→ **CRITIQUE DU FILM**
+ + + +

Si le titre français en forme de clin d'œil à Mon voisin Totoro fait directement référence au grand MIYAZAKI, le film qui nous intéresse ici n'est dû qu'au travail acharné et méticuleux d'Isao TAKAHATA, présenté comme l'éternel second couteau des studios Ghibli.

Déjà responsable du très musical Goshu le violoncelliste ou du Tombeau des Lucioles (mélo touchant déjà culte), Isao brosse ici le portrait d'une famille nippone lambda, à travers une succession de saynètes toutes plus irrésistibles les unes que les autres, empreintes de bout en bout de la culture du pays du Soleil Levant. Une comédie qui joue sur le visuel et le verbal, au point que les Yamada semblent être aux japonais ce que les Simpson sont aux américains !

Véritable curiosité cinématographique, entre OVNI façon essai expérimental et chronique tendre et simple de vies ordinaires, Mes Voisins les Yamada transpose à l'écran les petites vignettes dessinées, déjà parues dans des hebdomadaires nippons, de la famille en question.

+ + + +

→ **CONSIGNE**
Poursuivez la critique de Mes Voisins les Yamada en reprenant après sa dernière phrase.

→ **DONNÉES**

+ + + +

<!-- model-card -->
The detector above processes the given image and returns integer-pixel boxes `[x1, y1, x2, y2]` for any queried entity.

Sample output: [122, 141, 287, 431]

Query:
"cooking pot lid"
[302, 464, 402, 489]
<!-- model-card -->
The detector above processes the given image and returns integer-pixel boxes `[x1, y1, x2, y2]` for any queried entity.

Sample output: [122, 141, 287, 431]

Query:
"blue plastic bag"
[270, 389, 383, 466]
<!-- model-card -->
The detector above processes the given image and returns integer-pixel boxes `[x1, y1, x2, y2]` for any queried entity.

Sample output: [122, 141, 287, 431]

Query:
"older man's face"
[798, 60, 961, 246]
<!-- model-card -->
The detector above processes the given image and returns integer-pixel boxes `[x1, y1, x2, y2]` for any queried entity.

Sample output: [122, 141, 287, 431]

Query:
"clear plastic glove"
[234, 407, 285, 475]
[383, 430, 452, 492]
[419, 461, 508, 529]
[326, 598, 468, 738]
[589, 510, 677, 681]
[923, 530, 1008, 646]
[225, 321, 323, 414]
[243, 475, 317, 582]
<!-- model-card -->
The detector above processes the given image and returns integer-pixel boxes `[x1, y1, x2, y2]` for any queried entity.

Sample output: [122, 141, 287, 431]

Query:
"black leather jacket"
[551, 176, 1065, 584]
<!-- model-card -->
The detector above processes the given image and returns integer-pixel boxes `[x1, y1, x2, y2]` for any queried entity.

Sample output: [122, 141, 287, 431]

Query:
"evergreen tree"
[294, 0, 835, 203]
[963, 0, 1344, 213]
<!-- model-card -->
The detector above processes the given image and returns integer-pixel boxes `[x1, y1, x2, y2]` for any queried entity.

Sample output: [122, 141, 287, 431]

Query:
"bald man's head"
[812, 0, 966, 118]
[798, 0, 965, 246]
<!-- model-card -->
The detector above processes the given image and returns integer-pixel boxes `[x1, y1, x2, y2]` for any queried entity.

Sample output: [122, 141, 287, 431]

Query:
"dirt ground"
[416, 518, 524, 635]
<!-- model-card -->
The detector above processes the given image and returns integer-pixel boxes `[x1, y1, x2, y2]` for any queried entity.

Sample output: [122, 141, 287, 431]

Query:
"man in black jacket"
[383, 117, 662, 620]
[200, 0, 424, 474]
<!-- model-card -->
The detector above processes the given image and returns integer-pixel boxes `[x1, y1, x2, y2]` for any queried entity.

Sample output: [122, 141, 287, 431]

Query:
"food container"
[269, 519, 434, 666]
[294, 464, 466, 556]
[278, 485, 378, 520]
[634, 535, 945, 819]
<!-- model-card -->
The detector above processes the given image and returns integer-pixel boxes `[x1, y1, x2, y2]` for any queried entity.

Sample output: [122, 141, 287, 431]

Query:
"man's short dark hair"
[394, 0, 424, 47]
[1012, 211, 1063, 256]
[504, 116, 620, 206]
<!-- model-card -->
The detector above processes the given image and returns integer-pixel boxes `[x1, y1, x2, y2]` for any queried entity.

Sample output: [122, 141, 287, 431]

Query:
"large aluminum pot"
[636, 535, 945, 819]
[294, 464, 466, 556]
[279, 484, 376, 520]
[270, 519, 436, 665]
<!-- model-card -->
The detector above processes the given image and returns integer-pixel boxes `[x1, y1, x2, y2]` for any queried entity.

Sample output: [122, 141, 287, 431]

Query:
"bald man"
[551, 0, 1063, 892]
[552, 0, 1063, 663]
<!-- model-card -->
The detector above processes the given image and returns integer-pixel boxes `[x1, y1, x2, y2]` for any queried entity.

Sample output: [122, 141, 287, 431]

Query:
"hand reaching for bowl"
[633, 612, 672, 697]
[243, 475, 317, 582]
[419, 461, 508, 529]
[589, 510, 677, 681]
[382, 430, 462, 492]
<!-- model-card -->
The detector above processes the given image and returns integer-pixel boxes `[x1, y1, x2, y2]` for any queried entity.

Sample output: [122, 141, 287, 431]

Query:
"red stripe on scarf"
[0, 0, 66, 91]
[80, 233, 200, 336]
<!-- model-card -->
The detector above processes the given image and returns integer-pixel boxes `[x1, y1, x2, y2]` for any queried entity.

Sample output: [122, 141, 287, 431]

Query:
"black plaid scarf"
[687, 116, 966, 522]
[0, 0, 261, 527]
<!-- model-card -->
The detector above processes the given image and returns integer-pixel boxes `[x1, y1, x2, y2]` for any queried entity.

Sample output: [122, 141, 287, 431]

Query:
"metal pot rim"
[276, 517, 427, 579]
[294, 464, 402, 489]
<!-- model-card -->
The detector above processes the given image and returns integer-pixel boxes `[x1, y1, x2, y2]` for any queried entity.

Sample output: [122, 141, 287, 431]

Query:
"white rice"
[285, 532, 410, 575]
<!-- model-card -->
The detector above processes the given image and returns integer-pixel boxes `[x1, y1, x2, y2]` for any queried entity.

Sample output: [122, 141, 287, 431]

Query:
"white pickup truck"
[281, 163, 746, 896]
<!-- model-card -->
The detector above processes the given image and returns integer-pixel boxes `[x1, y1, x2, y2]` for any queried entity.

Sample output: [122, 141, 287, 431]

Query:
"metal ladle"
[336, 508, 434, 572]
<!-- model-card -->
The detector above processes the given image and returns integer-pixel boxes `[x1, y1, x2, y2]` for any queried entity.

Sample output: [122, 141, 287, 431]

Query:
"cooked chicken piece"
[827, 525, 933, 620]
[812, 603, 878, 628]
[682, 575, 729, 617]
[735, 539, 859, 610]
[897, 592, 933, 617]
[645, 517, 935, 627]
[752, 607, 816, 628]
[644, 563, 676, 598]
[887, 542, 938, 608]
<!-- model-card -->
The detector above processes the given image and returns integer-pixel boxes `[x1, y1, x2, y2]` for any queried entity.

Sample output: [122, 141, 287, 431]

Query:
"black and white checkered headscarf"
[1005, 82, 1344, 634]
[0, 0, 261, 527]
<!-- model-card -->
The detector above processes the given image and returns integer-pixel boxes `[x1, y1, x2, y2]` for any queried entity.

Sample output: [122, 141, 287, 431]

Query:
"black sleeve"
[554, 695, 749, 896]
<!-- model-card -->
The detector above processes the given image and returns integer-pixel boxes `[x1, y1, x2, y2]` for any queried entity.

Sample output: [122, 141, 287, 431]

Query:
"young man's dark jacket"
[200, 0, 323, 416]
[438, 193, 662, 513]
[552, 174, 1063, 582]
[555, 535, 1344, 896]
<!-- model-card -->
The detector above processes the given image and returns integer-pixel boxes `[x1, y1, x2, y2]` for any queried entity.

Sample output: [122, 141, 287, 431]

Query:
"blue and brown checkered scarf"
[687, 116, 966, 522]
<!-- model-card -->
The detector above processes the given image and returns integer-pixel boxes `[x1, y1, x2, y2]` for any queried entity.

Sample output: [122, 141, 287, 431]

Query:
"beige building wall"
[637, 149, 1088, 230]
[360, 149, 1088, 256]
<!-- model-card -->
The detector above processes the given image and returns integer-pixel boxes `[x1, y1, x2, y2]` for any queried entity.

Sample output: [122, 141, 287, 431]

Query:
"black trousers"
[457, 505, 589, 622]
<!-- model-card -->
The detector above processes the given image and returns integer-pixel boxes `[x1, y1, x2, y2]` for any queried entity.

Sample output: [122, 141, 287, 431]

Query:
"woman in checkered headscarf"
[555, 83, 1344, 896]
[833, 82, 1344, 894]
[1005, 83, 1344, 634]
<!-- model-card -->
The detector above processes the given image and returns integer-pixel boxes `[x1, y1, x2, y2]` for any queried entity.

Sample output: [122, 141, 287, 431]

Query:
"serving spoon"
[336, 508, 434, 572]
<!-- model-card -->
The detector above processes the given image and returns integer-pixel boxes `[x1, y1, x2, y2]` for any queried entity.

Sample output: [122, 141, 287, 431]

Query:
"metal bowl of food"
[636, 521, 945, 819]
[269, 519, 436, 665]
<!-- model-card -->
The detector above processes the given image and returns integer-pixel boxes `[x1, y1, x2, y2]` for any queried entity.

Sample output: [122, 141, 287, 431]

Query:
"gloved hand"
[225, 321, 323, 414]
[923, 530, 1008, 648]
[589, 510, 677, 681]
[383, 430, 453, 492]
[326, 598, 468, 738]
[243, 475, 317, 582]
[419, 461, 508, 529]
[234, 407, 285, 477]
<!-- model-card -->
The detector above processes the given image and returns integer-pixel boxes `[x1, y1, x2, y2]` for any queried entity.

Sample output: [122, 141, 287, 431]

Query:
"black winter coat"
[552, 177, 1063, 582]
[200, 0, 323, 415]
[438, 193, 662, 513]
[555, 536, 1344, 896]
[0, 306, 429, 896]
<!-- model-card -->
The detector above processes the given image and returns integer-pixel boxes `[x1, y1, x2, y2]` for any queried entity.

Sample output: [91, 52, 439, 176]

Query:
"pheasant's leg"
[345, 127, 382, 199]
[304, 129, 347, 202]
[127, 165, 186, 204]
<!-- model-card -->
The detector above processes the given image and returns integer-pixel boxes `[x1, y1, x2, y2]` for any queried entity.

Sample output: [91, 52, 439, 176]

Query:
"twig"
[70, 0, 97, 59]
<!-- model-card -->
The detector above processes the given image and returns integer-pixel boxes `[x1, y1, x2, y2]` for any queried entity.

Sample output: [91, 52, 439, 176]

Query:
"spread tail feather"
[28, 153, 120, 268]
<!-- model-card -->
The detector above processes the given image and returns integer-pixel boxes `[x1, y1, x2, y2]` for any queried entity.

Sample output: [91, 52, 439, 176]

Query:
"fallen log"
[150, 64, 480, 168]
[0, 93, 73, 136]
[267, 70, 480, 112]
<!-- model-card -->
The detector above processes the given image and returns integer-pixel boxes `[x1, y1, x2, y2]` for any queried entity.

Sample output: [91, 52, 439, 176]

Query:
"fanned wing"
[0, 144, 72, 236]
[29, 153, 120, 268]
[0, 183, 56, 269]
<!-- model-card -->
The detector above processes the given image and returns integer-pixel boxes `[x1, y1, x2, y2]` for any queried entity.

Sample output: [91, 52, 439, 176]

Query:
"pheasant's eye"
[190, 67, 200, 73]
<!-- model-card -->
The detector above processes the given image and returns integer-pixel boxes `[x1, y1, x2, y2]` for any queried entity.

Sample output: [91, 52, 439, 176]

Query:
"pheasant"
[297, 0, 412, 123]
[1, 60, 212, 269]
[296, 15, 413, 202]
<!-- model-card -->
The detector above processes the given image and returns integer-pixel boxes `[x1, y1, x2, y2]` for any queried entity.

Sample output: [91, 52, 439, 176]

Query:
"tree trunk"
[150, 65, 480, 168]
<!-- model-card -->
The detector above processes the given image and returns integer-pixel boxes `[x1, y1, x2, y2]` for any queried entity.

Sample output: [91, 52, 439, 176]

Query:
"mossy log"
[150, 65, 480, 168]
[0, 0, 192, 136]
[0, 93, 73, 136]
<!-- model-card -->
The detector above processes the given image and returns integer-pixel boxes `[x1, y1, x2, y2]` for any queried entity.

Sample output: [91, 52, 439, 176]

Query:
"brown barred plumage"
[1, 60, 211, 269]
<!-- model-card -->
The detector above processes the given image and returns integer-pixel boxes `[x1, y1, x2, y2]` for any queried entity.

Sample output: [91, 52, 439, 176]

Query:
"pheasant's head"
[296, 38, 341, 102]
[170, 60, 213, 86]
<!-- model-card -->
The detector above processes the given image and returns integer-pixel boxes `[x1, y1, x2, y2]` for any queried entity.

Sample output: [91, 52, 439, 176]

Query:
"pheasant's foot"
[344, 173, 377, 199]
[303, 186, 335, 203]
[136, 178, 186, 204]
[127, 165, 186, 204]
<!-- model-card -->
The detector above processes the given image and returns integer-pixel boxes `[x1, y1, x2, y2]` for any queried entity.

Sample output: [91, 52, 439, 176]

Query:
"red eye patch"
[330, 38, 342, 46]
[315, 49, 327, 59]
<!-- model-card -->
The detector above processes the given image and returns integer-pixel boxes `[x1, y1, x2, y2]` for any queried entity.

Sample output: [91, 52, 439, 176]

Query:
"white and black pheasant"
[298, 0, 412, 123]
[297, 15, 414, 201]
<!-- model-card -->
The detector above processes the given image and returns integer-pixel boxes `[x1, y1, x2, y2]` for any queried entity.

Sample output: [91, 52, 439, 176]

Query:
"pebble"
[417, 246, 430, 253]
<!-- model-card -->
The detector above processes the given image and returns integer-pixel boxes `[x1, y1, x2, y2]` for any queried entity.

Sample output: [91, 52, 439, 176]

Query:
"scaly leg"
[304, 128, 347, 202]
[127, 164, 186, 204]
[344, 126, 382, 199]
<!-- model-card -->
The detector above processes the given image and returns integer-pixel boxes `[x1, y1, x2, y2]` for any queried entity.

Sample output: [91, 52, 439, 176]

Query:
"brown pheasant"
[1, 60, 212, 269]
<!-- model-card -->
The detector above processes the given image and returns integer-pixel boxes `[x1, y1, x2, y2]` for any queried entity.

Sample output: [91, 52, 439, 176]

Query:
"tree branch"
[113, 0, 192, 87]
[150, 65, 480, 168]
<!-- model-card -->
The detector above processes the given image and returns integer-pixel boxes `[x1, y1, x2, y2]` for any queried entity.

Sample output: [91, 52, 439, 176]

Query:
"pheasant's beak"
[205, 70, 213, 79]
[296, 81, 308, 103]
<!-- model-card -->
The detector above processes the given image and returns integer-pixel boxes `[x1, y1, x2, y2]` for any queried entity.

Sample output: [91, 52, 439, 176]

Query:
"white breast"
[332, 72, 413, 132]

+ + + +

→ **RÉSULTAT**
Takashi, le chef de famille (notion patriarcale chère à TAKAHATA, soucieux des hiérarchies d'antan), est le modèle du père autoritaire un rien bougon, qui a sur son épouse Matsuko autant d'autorité qu'un chien de garde sur un poulpe... Femme au foyer flemmarde et découragée dès qu'il s'agit de s'atteler aux tâches ménagères, elle supporte (avec bien souvent une complicité ineffable) la compagnie de sa mère Shise, véritable commère à la langue bien pendue, toujours aussi énergique malgré ses 70 balais bien tassés... Noboru, le fils, a hérité du gêne de la flemmardise par sa mère, et se complaît dans la paresse, aussi bien à l'école que dans les services qu'il pourrait rendre chez lui... Et enfin Nonoko, la plus petite représentante de la gent féminine de la famille, observe tout ceci avec recul, et son côté exubérant en agace plus d'un (elle mange plus que de raison, parle fort et possède un franc-parler évident...). Pour couronner le tout, les Yamada ont un animal de compagnie aussi amorphe qu'expressif : c'est Pochi, un chien de garde toujours campé dans sa niche, boudeur, faisant la sourde oreille volontairement, et ne daignant se lever que pour mordre par surprise ses maîtres !

Toute cette petite famille, brossée ainsi, semble totalement allumée et décalée (du moins par trop exagérée), mais il n'en est rien : elle possède un capital sympathie très fort, et, encore plus étonnant, aussi bien aux yeux du spectateur occidental que japonisant. Leurs coutumes et traditions, parfois obscures pour nous ou possédant un charme à mettre sur le compte du folklore nippon, nous interpellent pourtant, et renvoient à nos propres existences, à nos manies et à nos travers, à nos us et coutumes propres. C'est là que réside fondamentalement tout le charme de ce film.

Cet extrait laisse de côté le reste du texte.